Também o depoimento da testemunha AC... não se mostrou minimamente credível porque foi pleno de confusões e incertezas, afirmando não saber se seguia atrás do veículo do autor ou noutra via paralela, tendo referido ter visto 2 ou 3 mecos no local do acidente quando só foi encontrado um, como resulta da participação de acidente de viação. Mais revelou alguma animosidade contra a ré, referindo que, frequentemente, a ré se eximia de responsabilidades idênticas às que lhe são assacadas nos presentes autos. Por tais razões, o seu depoimento não foi considerado para a formação da convicção do Tribunal.

A testemunha JS..., não obstante ser pai do autor, prestou declarações coerentes e isentas de contradições, pelo que foram consideradas para prova dos factos R., S. e T..
A testemunha VV...., cabo da GNR que elaborou o auto de participação do acidente, declarou não se recordar do acidente em causa, apenas sabendo o que consta do auto que consultara antes da audiência, pelo que o seu depoimento nada acrescentou à factualidade resultante do teor de tal documento.

As testemunhas AA…. e RG… prestaram depoimentos sérios e honestos, revelando conhecer bem o local do acidente, que descreveram com pormenor, mais explicando o modus operandi da fiscalização das estradas por parte de carrinhas UMIR, tendo ainda o primeiro instruído o processo de reclamação do autor contra a ré. Os seus depoimentos contribuíram para a prova dos factos D., E., G. e H.

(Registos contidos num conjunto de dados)

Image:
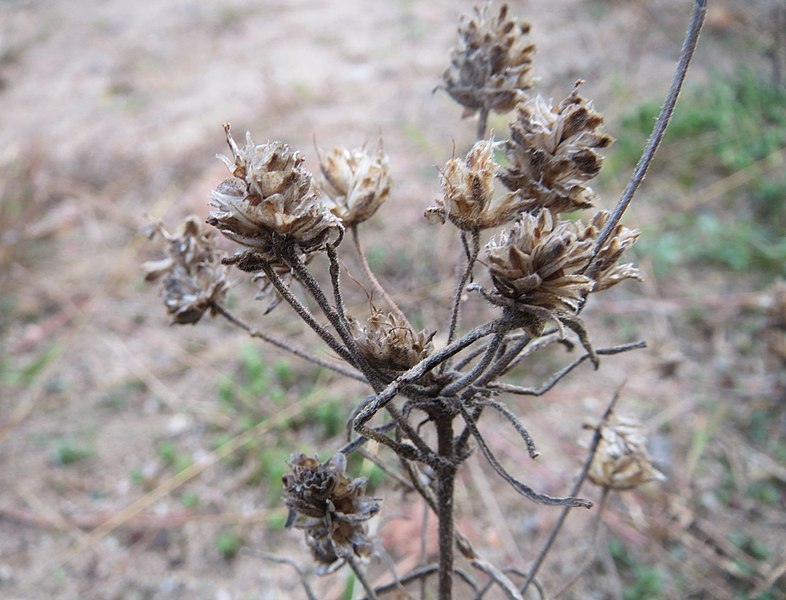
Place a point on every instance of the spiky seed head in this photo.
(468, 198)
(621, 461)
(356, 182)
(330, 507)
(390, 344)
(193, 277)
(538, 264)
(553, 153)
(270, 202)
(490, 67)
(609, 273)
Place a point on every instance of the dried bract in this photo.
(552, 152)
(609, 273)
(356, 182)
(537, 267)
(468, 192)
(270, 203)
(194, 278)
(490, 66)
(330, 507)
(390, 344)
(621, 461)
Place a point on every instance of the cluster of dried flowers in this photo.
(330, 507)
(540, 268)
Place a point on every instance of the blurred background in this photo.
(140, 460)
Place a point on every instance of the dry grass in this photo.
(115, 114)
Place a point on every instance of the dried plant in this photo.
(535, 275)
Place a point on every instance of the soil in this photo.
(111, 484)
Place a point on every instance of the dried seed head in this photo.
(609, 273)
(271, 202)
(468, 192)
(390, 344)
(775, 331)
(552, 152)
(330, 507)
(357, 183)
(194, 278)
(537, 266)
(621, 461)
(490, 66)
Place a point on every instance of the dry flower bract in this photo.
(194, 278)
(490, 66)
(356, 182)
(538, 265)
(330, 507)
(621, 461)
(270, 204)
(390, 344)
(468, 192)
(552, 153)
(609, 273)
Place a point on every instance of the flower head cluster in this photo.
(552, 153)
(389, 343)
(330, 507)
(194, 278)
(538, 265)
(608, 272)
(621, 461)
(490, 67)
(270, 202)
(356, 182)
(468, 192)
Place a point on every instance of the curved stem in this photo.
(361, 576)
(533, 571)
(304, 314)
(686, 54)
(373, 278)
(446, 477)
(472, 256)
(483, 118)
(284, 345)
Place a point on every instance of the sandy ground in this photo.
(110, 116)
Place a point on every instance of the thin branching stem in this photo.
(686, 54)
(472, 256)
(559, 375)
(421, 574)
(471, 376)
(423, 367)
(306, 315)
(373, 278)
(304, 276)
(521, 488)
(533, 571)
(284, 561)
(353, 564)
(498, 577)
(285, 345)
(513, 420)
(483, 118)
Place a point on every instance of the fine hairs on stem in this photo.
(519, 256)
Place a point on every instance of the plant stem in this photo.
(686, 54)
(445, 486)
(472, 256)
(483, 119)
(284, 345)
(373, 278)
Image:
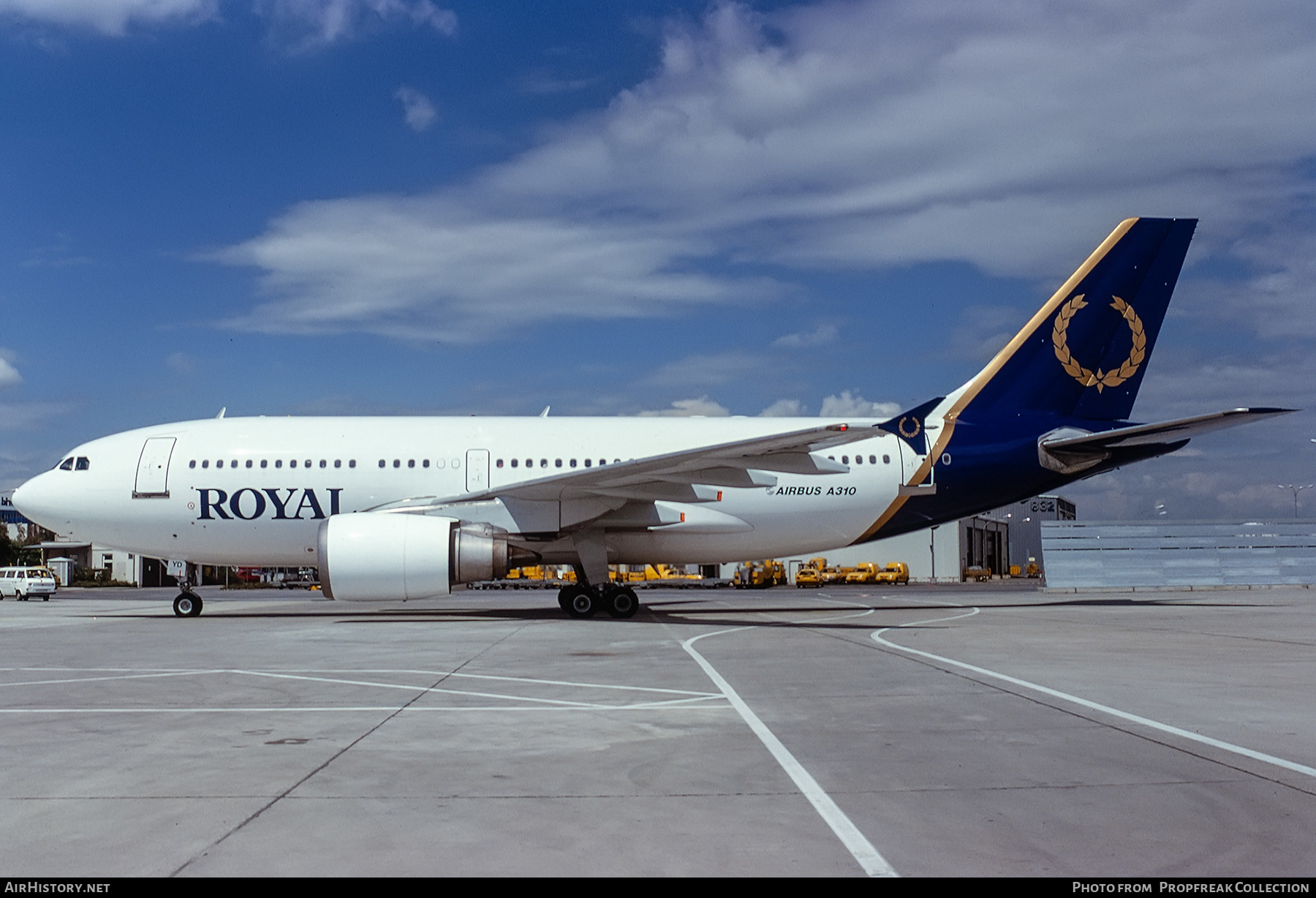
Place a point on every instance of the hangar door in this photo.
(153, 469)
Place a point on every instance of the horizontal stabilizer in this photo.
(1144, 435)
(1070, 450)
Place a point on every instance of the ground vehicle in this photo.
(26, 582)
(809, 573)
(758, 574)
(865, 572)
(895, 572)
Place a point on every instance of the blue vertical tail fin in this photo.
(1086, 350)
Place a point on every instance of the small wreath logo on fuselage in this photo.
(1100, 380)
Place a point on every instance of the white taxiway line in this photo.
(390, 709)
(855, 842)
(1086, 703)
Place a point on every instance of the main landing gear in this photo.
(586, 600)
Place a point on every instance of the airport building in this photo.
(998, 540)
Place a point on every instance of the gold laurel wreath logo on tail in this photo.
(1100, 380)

==

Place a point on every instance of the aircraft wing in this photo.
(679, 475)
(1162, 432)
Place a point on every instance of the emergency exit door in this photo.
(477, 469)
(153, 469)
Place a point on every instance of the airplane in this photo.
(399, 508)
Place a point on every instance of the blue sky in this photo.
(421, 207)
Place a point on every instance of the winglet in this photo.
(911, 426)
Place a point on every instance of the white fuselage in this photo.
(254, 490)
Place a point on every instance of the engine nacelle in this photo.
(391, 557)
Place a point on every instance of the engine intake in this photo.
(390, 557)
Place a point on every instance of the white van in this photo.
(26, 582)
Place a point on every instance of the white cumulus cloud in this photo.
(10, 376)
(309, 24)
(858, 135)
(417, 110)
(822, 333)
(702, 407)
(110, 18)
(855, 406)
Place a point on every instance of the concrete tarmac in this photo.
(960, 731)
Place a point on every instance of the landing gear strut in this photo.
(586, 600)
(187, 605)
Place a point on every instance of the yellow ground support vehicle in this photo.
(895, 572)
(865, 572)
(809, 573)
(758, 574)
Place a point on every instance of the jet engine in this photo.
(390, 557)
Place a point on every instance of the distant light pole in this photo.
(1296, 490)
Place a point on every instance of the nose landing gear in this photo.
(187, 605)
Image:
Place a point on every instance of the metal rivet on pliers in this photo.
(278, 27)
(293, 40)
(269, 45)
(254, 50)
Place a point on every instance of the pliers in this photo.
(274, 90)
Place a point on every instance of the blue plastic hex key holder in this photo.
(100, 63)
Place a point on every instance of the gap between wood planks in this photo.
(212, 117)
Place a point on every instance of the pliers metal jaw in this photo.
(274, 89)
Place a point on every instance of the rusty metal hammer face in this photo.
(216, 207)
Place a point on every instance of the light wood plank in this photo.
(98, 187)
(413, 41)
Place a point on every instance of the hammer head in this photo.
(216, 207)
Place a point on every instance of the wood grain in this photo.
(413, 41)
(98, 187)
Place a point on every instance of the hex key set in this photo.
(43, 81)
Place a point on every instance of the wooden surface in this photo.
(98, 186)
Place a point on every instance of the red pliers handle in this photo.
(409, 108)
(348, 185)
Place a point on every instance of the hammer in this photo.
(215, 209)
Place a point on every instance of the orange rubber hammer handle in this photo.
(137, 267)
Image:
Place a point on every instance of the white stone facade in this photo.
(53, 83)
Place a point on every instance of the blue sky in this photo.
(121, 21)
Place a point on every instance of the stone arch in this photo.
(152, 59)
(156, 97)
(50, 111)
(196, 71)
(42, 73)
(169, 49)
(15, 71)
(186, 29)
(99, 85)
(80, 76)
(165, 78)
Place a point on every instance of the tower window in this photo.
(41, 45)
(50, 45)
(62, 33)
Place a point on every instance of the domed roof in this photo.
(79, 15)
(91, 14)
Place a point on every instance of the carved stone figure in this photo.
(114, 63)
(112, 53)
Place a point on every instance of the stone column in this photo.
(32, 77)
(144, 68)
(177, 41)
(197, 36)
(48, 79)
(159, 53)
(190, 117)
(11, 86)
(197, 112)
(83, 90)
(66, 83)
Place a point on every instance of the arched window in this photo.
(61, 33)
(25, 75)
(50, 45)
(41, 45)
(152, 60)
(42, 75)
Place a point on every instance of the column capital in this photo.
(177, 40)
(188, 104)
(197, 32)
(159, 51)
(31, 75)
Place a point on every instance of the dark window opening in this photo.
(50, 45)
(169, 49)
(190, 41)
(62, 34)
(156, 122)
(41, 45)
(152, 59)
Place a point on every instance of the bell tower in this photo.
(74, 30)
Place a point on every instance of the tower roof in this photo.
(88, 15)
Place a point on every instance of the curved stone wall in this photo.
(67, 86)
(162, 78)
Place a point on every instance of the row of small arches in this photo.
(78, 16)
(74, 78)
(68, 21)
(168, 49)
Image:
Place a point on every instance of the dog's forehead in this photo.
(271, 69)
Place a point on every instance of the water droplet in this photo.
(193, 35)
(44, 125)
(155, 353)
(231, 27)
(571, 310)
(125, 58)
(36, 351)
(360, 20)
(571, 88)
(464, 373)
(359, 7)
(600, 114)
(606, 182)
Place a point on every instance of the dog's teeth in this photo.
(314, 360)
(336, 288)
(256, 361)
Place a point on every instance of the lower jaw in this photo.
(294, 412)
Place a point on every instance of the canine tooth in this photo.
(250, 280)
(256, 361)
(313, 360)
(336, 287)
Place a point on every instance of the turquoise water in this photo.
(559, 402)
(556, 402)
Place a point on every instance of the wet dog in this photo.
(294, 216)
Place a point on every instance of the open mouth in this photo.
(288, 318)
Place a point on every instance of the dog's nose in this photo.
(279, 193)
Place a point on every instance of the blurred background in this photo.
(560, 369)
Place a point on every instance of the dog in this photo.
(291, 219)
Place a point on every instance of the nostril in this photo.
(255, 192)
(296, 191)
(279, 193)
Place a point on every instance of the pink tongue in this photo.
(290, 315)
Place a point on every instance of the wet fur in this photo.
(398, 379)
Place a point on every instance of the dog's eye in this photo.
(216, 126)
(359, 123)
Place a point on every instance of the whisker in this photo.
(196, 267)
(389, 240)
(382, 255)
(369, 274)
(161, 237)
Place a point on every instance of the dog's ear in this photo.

■ INSTRUÇÕES DA TAREFA ■
No excerto sobre a apreciação dos depoimentos das testemunhas, explique por que razão o Tribunal não teve em conta o depoimento da testemunha AC... Responda em uma a três frases. Baseie-se unicamente no excerto.

■ RESPOSTA ■
O Tribunal considerou que o depoimento da testemunha AC... não era minimamente credível, por estar cheio de confusões e incertezas. A testemunha não sabia se seguia atrás do veículo do autor ou numa via paralela e disse ter visto 2 ou 3 mecos no local, quando só foi encontrado um, segundo a participação de acidente de viação. Revelou ainda alguma animosidade contra a ré, ao afirmar que esta se eximia frequentemente de responsabilidades idênticas às que lhe são imputadas nos autos.